DATA:
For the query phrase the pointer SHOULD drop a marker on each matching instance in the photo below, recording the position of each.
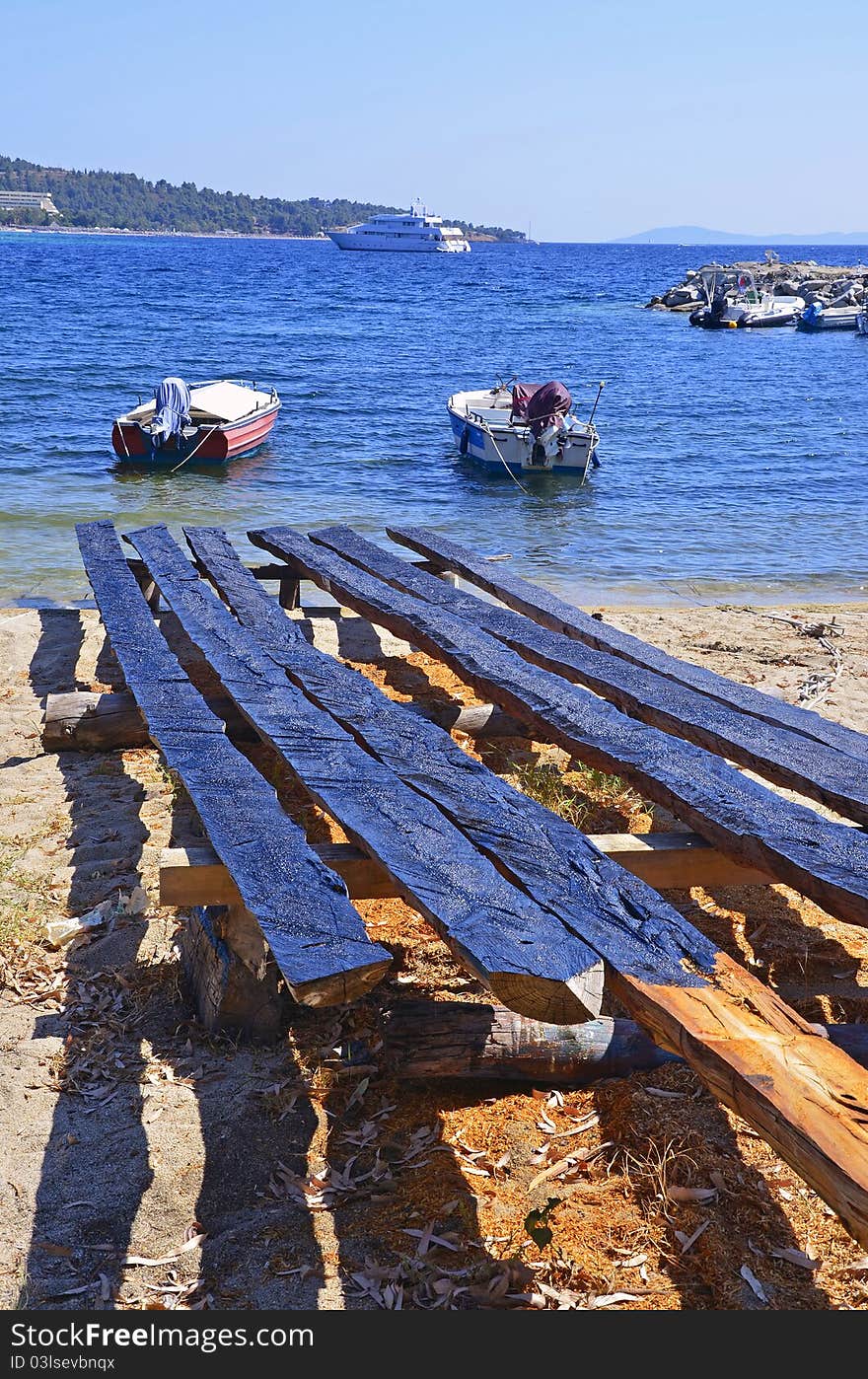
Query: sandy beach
(148, 1164)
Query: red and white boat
(214, 421)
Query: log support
(232, 980)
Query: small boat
(525, 426)
(415, 231)
(743, 305)
(817, 318)
(213, 421)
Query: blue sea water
(734, 464)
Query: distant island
(126, 201)
(700, 235)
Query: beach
(153, 1166)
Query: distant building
(28, 201)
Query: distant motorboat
(817, 318)
(214, 421)
(523, 426)
(744, 307)
(413, 232)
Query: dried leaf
(796, 1257)
(611, 1299)
(687, 1241)
(690, 1195)
(145, 1262)
(750, 1277)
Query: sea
(733, 464)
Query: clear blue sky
(590, 120)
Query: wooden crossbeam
(754, 1052)
(314, 932)
(787, 758)
(463, 1040)
(748, 822)
(550, 612)
(196, 876)
(666, 861)
(523, 953)
(87, 721)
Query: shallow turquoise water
(734, 464)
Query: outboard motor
(543, 409)
(173, 409)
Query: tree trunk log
(463, 1040)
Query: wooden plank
(812, 768)
(463, 1040)
(528, 957)
(89, 721)
(550, 612)
(748, 822)
(314, 932)
(196, 876)
(675, 861)
(760, 1056)
(666, 861)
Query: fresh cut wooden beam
(760, 1056)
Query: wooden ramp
(736, 1033)
(414, 803)
(523, 953)
(303, 908)
(835, 778)
(753, 825)
(549, 612)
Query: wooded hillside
(123, 200)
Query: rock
(64, 931)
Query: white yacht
(417, 232)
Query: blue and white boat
(817, 318)
(523, 426)
(413, 232)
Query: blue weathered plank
(754, 1052)
(747, 821)
(833, 778)
(519, 949)
(624, 920)
(549, 612)
(315, 934)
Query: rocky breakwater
(827, 286)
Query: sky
(587, 121)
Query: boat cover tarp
(540, 404)
(228, 401)
(173, 409)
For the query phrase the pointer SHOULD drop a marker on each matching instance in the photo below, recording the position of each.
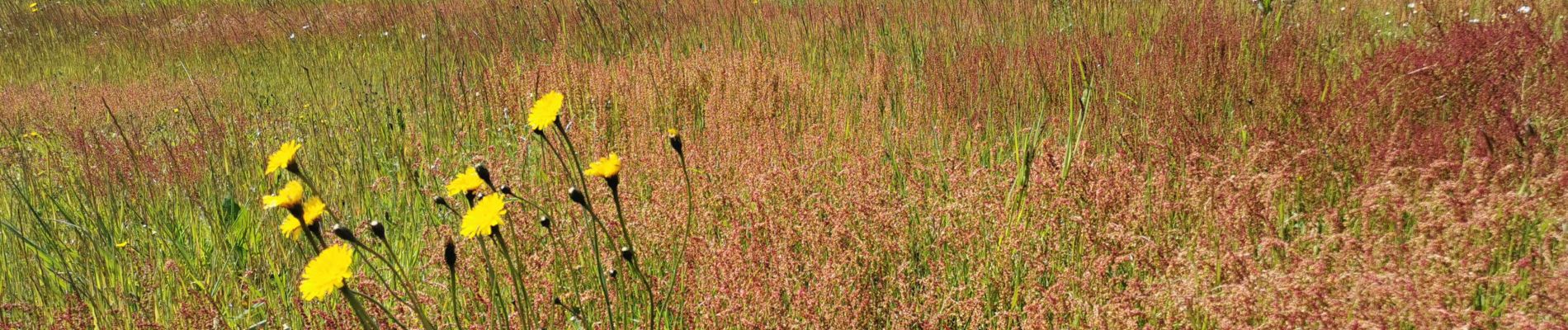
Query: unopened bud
(378, 230)
(578, 196)
(484, 174)
(344, 233)
(451, 255)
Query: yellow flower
(327, 272)
(545, 111)
(290, 229)
(282, 158)
(484, 216)
(604, 167)
(286, 197)
(313, 211)
(465, 182)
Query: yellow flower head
(484, 216)
(290, 229)
(286, 197)
(327, 272)
(282, 158)
(606, 167)
(465, 182)
(545, 111)
(313, 211)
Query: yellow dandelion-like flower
(484, 216)
(313, 210)
(282, 158)
(465, 182)
(606, 167)
(327, 272)
(545, 111)
(290, 229)
(286, 197)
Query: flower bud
(344, 233)
(378, 230)
(578, 196)
(484, 174)
(627, 255)
(674, 139)
(451, 255)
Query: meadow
(841, 165)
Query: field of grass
(846, 165)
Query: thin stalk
(452, 290)
(360, 310)
(501, 302)
(637, 270)
(517, 280)
(399, 276)
(378, 307)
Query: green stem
(524, 302)
(501, 302)
(360, 310)
(637, 270)
(378, 307)
(456, 305)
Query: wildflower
(311, 211)
(466, 182)
(344, 233)
(286, 197)
(484, 216)
(606, 167)
(545, 111)
(284, 158)
(290, 229)
(327, 272)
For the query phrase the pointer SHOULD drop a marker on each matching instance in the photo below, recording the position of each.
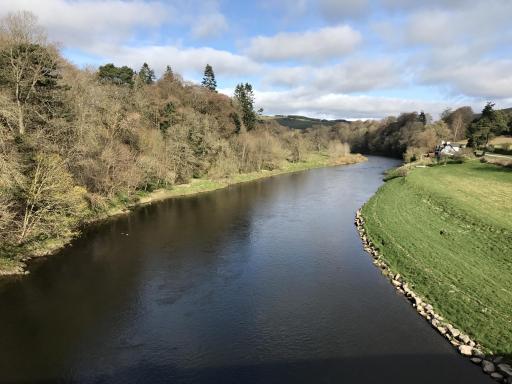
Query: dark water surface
(263, 282)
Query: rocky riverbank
(495, 366)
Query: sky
(353, 59)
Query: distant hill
(303, 122)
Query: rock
(505, 368)
(488, 367)
(466, 350)
(454, 331)
(464, 338)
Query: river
(264, 282)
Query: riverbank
(17, 264)
(446, 232)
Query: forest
(74, 142)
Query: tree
(244, 97)
(168, 74)
(28, 69)
(167, 117)
(109, 73)
(422, 118)
(146, 74)
(209, 81)
(458, 121)
(490, 124)
(51, 203)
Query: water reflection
(262, 282)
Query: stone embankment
(495, 366)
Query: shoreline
(494, 366)
(18, 266)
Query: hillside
(303, 122)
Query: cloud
(81, 23)
(210, 25)
(485, 78)
(330, 105)
(312, 45)
(336, 10)
(354, 75)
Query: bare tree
(27, 64)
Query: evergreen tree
(209, 81)
(168, 74)
(490, 124)
(167, 117)
(109, 73)
(244, 96)
(146, 74)
(423, 118)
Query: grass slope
(448, 231)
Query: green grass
(448, 231)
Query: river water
(264, 282)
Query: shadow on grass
(398, 369)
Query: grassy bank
(448, 231)
(15, 263)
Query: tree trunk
(21, 122)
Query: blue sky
(326, 58)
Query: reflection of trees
(86, 294)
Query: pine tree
(146, 74)
(244, 95)
(490, 124)
(209, 81)
(422, 118)
(168, 74)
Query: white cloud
(486, 78)
(79, 24)
(210, 25)
(354, 75)
(312, 45)
(336, 10)
(306, 102)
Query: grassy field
(448, 231)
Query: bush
(394, 173)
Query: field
(448, 231)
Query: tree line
(411, 135)
(75, 142)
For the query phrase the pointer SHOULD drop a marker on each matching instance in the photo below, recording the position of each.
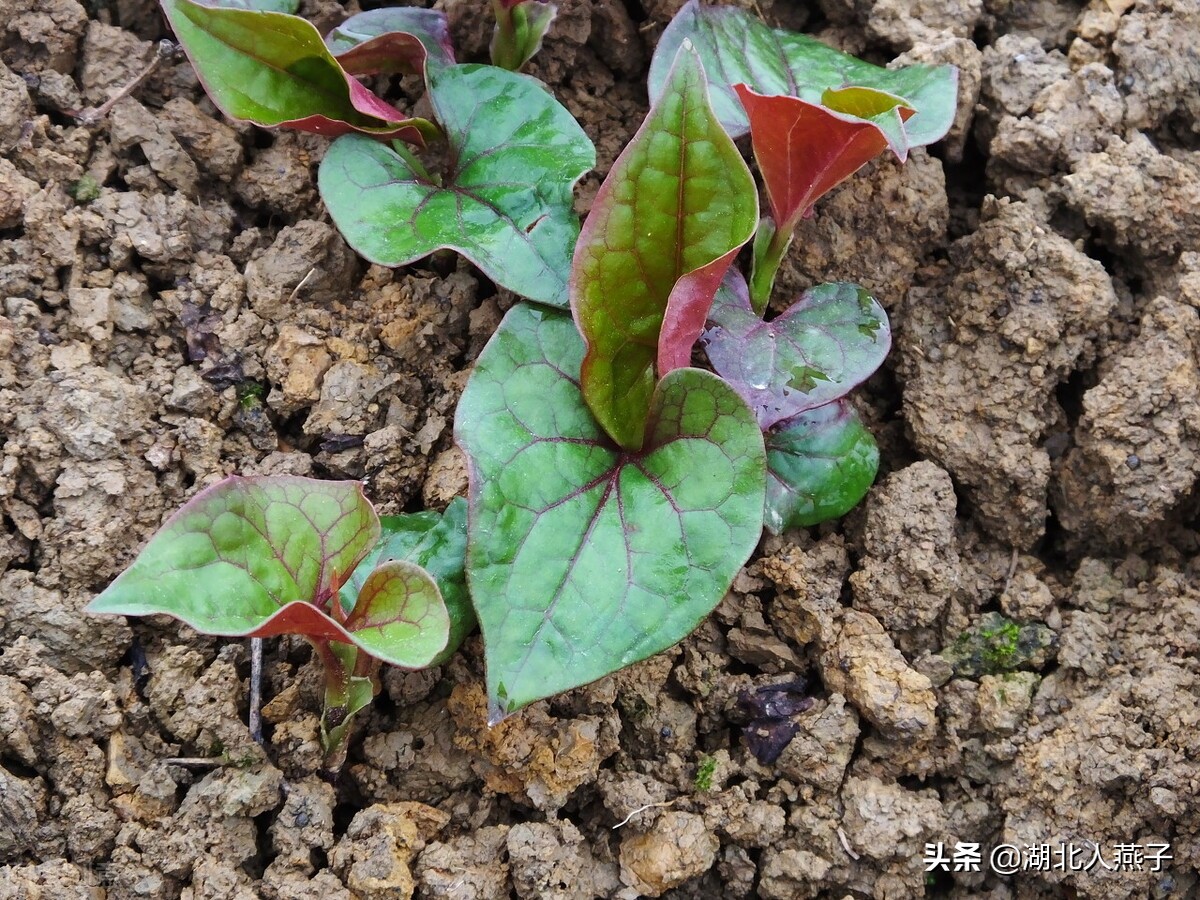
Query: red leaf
(804, 150)
(688, 306)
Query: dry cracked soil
(1001, 646)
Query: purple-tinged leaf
(679, 201)
(820, 465)
(393, 40)
(257, 557)
(507, 203)
(238, 556)
(437, 543)
(829, 341)
(274, 70)
(583, 558)
(804, 150)
(739, 48)
(687, 312)
(399, 616)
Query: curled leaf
(437, 543)
(804, 150)
(820, 465)
(739, 48)
(829, 341)
(507, 203)
(274, 70)
(256, 557)
(520, 29)
(393, 40)
(665, 226)
(399, 616)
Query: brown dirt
(1041, 433)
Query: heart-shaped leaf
(256, 557)
(393, 40)
(505, 204)
(831, 340)
(274, 70)
(665, 226)
(804, 150)
(437, 543)
(399, 616)
(820, 465)
(738, 48)
(585, 558)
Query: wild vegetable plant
(258, 557)
(513, 153)
(615, 489)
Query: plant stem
(256, 689)
(771, 244)
(414, 163)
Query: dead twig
(91, 115)
(256, 690)
(197, 762)
(641, 809)
(845, 845)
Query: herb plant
(513, 151)
(257, 557)
(616, 487)
(520, 28)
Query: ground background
(177, 307)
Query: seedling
(514, 153)
(257, 557)
(520, 28)
(615, 489)
(815, 115)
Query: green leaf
(346, 695)
(739, 48)
(437, 543)
(399, 616)
(274, 70)
(520, 29)
(393, 40)
(507, 202)
(583, 558)
(820, 465)
(831, 340)
(250, 556)
(256, 557)
(288, 6)
(672, 214)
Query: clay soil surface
(1002, 645)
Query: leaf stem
(256, 689)
(413, 162)
(771, 245)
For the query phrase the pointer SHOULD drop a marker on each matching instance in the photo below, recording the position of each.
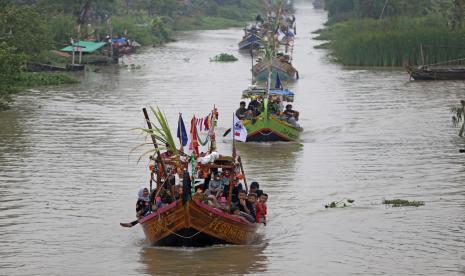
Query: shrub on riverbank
(32, 79)
(393, 41)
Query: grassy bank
(33, 79)
(392, 41)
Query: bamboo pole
(243, 174)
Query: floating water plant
(340, 204)
(223, 57)
(403, 203)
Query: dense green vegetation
(403, 203)
(31, 29)
(390, 33)
(459, 116)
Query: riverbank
(392, 41)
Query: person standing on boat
(215, 186)
(245, 205)
(291, 115)
(242, 112)
(143, 203)
(254, 186)
(261, 209)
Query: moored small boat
(426, 73)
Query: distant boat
(280, 64)
(425, 73)
(249, 41)
(268, 126)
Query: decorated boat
(270, 126)
(250, 40)
(185, 219)
(280, 65)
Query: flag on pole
(182, 134)
(239, 131)
(278, 84)
(194, 145)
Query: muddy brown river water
(67, 176)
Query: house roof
(87, 46)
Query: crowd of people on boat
(249, 207)
(275, 107)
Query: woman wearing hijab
(143, 202)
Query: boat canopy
(254, 91)
(86, 46)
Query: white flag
(239, 131)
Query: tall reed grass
(393, 41)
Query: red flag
(194, 145)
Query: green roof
(88, 46)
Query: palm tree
(459, 116)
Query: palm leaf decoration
(161, 131)
(459, 116)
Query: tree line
(30, 29)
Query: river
(68, 175)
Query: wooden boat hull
(271, 130)
(286, 71)
(436, 73)
(195, 224)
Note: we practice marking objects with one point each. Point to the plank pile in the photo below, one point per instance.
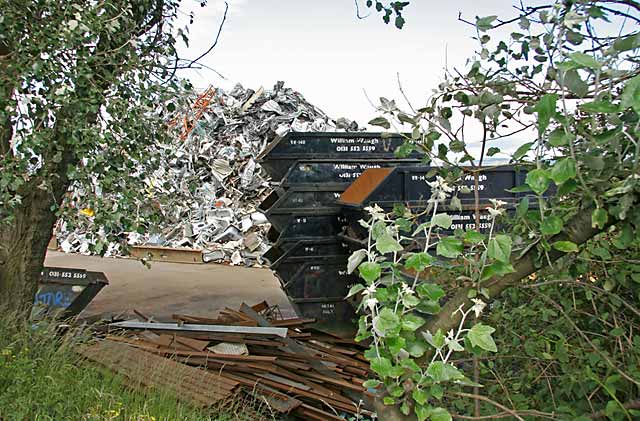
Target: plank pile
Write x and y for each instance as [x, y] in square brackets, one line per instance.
[290, 366]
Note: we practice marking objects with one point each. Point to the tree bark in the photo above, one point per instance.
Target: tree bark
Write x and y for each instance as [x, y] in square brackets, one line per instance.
[23, 246]
[23, 242]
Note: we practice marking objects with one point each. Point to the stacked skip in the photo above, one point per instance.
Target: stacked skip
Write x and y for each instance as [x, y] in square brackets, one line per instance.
[408, 186]
[307, 255]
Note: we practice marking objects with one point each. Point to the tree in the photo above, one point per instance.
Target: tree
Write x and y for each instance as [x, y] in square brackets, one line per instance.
[566, 77]
[83, 92]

TASK BRIEF: Wherever "stacked" appears in the listing, report the line it is on.

FINISHED TASK:
Note: we practice marking objects with one point each. Point to the stacked skip in the photo above, one point per instance.
Target: stacked skip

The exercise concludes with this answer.